TEXTABSCHNITT ▸
+ + + + + + +
Kolumnenleser- und Leserinnenbeschimpfung - eine Litanei zu Handgebetsmühle und Nasenflöte frei nach Väterchen Franz.

I ch schreibe ich nicht für euch, ihr Sarrazinisten vom unrechten Flügel der Sozialdemokratie, die ihr euch nicht entblödet, mit euren gewichsten Stiefeletten (Italian Style) nach ganz unten durchzutreten. Und nicht für euch skrupellosen und in jeder Hinsicht kreativen Bosse in schwarzen Boss-Rollis, die ihr über schwarze Konten in der Schweiz verfügt, damit die Armut hier, die euch so ankotzt, nicht mit euren Steuergeldern bekämpft werden kann, die ihr zu Weihnachten 100 Euro an Amnesty spendet, weil ihr in euren humanistischen Gymnasium doch postpubertär leicht links sozialisiert wurdet, und eure Jura (oder BWL) studierenden Töchter an den Heckscheiben ihrer saublöden SUVs den Che kleben haben, der aktuell très chic ist.
+ + + + + + +
GESPEICHERTE DATEN ▸
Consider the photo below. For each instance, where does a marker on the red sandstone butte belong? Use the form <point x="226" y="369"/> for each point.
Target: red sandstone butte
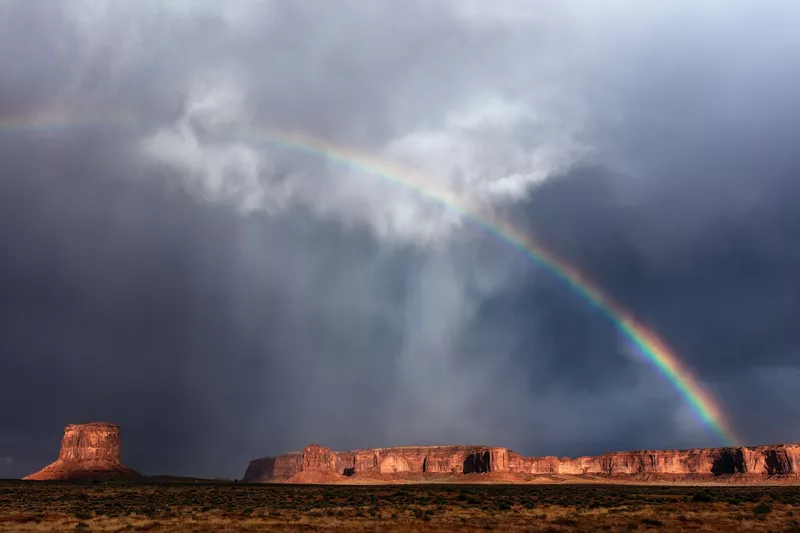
<point x="88" y="451"/>
<point x="317" y="464"/>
+ + + + + + +
ARBEITSANWEISUNGEN ▸
(1) Wie viel spenden die Bosse laut der Leserbeschimpfung zu Weihnachten an Amnesty?
(2) Führe die Leserbeschimpfung bitte im gleichen Ton nach ihrem letzten Satz weiter.
Das Material spielt hierfür keine Rolle.

ANTWORTEN ▸
(1) 100 Euro.

(2)
Und nicht für euch, die ihr euch im Net Günther oder sonst wie nennt und in dieser Politikerblume für Recht- und Linkshaber immer das lesen wollt, was ihr euch selbst so denkt, die ihr zu wissen glaubt, was recht links ist und nie von Zweifeln geplagt werdet. Und nicht für euch, die ihr die Welt schwarz-weiß wahrnehmt, den Farbfilm vergessenhabt und das Entwickeln sowieso. Nein, für euch nicht!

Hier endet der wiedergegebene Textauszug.